→ What this exercise asks
1) In the opera blog post, what does La Cieca say about the key in which the scene is performed?
2) For each statement, say whether it agrees with the opera blog post. Answer yes or no, and quote the words of the post that decide it. (a) La Cieca attended the performance in the clip. (b) The clip was recorded by an audience member with an iPhone. (c) Ortrud says the "io della morte" cadenza is in tune when the orchestra comes back in.
3) Reproduce word for word the part of the opera blog post between "Well, I have" and "to his voice.", inclusive.

This is from last night. La Cieca should note that she was not at this performance (1/29/2009), but a member of the cher public armed with an iPhone was. The clip is presented for the purposes of discussion.

Tombe

La Cieca will begin the discussion by noting that the scene is performed down a half step.

158 comments

  • coryander says:

    No.

  • dorion says:

    Ugly, nasal, off pitch, Domingo does it better, and Domingo isn’t even a tenor.

  • Alessandro Visconti says:

    This is really unfortunate. And Villazon had one of the truly most fascinating voices of our day and age.

  • Alessandro Visconti says:

    A question for anyone with a technical sort of knowledge, can vocal rest and medicine do wonders for the voice? Especially if it is as frayed and unsteady as this? I’m thinking this is like a case of Eugenie Besalla-Ludwig.

  • SueNell Ciel says:

    Just a pity. Sheer technical problems. What a shame. The Met Orchestra very sorry to report was lack luster and not even close to their best. Brass flubs. Dear me.

  • Sanford says:

    Well, I have to dissent. WHile I heard clear vocal problems, and rest can, in fact, take care of some problems, I heard a fair amount of stylish, Italianate, bel canto singing. I’ve always found it hard to believe that voice came out of Mr. Bean. I can understand why a record company would want to pair him up with a soprano for marketing purposes, but it’s a shame they couldn’t have found a true bel canto singer to match him.

  • Ortrud says:

    This is so sad to hear. The notes around an A natural sound frayed and his intonation is off – for example, the “io della morte” cadenza right before “fra poco” is entirely out of tune when the orchestra joins in again. He needs to stop singing now and get some rest, I’m concerned that by continuing in this manner he will do some permanent damage to his voice.

→ Data for review

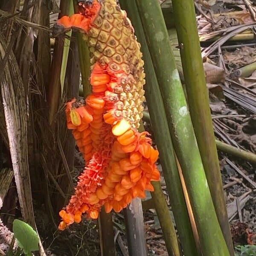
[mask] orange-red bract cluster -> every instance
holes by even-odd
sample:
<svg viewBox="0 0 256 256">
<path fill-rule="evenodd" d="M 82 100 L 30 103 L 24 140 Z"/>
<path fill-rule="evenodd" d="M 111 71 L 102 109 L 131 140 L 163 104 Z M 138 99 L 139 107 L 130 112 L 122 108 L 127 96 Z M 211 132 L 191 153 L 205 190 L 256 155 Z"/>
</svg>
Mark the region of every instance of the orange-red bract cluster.
<svg viewBox="0 0 256 256">
<path fill-rule="evenodd" d="M 100 9 L 100 4 L 95 1 L 91 5 L 80 3 L 80 13 L 74 14 L 70 17 L 63 16 L 57 21 L 57 25 L 61 25 L 66 29 L 73 27 L 88 31 Z"/>
<path fill-rule="evenodd" d="M 84 213 L 96 218 L 103 205 L 107 212 L 120 212 L 133 198 L 144 198 L 145 190 L 153 191 L 150 181 L 160 178 L 154 163 L 158 152 L 148 133 L 139 133 L 116 115 L 120 102 L 113 91 L 118 76 L 96 63 L 90 82 L 94 92 L 85 102 L 73 99 L 67 105 L 67 127 L 87 164 L 75 195 L 60 212 L 61 230 L 80 222 Z"/>
<path fill-rule="evenodd" d="M 79 14 L 57 22 L 61 32 L 73 27 L 90 35 L 94 63 L 92 93 L 84 101 L 73 99 L 67 104 L 67 127 L 86 166 L 75 194 L 60 212 L 61 230 L 80 222 L 83 213 L 97 218 L 103 205 L 108 212 L 120 212 L 133 198 L 153 191 L 151 181 L 160 178 L 155 164 L 158 152 L 148 133 L 136 128 L 143 109 L 145 74 L 133 29 L 114 0 L 79 5 Z"/>
</svg>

→ Answers by task
1) The scene is performed down a half step.

2)
(a) No: "she was not at this performance (1/29/2009)"
(b) Yes: "a member of the cher public armed with an iPhone was"
(c) No: "is entirely out of tune when the orchestra joins in again"

3)
Well, I have to dissent. WHile I heard clear vocal problems, and rest can, in fact, take care of some problems, I heard a fair amount of stylish, Italianate, bel canto singing. I’ve always found it hard to believe that voice came out of Mr. Bean. I can understand why a record company would want to pair him up with a soprano for marketing purposes, but it’s a shame they couldn’t have found a true bel canto singer to match him.

  • Ortrud says:

    This is so sad to hear. The notes around an A natural sound frayed and his intonation is off – for example, the “io della morte” cadenza right before “fra poco” is entirely out of tune when the orchestra joins in again. He needs to stop singing now and get some rest, I’m concerned that by continuing in this manner he will do some permanent damage to his voice.